— Begin Extracted information —

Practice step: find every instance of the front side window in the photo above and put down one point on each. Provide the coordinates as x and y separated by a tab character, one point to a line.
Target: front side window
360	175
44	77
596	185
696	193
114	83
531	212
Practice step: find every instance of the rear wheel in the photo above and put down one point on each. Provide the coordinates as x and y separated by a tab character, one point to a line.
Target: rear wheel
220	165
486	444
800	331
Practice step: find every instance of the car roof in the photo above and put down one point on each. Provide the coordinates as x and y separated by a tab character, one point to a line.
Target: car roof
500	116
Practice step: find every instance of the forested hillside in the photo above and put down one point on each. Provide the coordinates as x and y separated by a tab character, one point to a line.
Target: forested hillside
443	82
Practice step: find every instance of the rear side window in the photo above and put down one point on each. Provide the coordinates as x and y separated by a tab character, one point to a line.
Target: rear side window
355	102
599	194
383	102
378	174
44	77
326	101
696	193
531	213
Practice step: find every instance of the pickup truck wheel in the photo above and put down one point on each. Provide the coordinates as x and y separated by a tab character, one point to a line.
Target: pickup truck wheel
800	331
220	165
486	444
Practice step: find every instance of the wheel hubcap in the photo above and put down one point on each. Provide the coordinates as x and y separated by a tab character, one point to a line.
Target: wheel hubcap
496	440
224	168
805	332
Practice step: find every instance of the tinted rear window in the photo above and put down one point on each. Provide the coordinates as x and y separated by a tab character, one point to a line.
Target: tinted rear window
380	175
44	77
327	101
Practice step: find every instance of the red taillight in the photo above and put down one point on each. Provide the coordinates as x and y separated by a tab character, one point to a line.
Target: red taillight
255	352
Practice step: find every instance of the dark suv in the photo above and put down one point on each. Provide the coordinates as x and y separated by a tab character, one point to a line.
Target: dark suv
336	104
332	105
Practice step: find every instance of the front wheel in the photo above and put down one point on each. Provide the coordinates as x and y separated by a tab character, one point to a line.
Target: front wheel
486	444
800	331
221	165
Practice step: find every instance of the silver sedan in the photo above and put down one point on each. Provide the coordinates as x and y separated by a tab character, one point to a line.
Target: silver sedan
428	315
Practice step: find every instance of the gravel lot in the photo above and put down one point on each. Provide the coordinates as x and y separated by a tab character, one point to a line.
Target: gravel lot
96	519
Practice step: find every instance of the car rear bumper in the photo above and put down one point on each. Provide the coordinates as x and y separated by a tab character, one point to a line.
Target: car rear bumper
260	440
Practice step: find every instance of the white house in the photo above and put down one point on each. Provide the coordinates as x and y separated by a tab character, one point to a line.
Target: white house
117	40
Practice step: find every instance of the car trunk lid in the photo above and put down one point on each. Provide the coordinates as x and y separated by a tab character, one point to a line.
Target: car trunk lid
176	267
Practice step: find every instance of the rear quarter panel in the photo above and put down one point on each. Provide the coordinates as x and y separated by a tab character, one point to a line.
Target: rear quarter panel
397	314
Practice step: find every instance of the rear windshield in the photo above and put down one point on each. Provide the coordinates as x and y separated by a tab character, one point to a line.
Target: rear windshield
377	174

— End Extracted information —
— Begin Extracted information —

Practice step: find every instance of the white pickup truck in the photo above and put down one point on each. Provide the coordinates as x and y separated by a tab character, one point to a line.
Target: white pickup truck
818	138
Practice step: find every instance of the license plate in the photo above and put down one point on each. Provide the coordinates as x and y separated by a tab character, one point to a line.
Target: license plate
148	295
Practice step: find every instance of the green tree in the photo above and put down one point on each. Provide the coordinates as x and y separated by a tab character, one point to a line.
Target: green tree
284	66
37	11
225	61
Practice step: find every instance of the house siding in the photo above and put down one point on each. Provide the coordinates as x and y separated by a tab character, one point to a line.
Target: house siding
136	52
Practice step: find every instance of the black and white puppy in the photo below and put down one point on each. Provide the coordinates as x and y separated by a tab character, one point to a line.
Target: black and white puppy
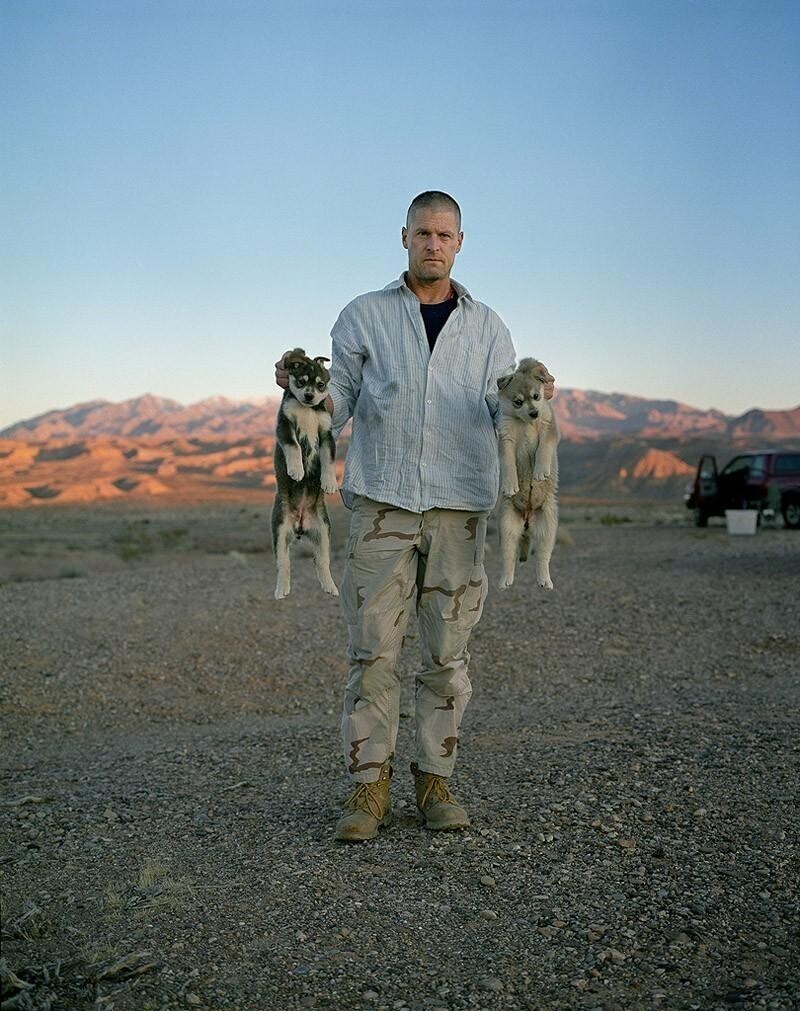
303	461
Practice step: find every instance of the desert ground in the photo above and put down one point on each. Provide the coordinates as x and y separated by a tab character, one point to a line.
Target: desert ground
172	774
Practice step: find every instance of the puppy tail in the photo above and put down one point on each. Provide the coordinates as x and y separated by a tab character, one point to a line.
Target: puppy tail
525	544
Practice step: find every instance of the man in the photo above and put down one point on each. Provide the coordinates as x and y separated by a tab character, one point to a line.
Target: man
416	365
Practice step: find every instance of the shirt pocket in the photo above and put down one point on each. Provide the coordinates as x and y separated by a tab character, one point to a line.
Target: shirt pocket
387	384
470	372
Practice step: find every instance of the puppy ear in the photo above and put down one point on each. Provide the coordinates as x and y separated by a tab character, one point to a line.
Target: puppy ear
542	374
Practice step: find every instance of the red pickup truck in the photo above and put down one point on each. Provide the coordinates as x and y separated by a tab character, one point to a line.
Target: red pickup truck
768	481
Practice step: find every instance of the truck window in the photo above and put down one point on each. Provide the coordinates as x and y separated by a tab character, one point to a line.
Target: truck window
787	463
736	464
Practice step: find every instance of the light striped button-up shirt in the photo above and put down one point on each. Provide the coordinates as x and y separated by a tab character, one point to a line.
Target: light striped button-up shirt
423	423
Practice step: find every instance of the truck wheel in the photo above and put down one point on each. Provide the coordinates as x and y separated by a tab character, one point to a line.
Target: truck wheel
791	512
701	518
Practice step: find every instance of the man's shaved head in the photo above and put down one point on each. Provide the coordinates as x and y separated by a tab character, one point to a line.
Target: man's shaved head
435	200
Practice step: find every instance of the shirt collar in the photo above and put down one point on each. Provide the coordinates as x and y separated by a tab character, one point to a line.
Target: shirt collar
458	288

— End Extracted information —

Brief: Pick out each line of the items above that contains the word "front", and copy those lines in full.

Answer for this exercise:
Practice step: find every instance of the front side window in the photo above and put down one point on each. Provide the coordinates as x and y separated by a tab character, one point to a line.
Target: front side window
Practice step: find every instance of the front wheel in the photo above and put down one point on each. Provide the coordinates as x and y separated by a tab character, one point to a line.
Target: front wheel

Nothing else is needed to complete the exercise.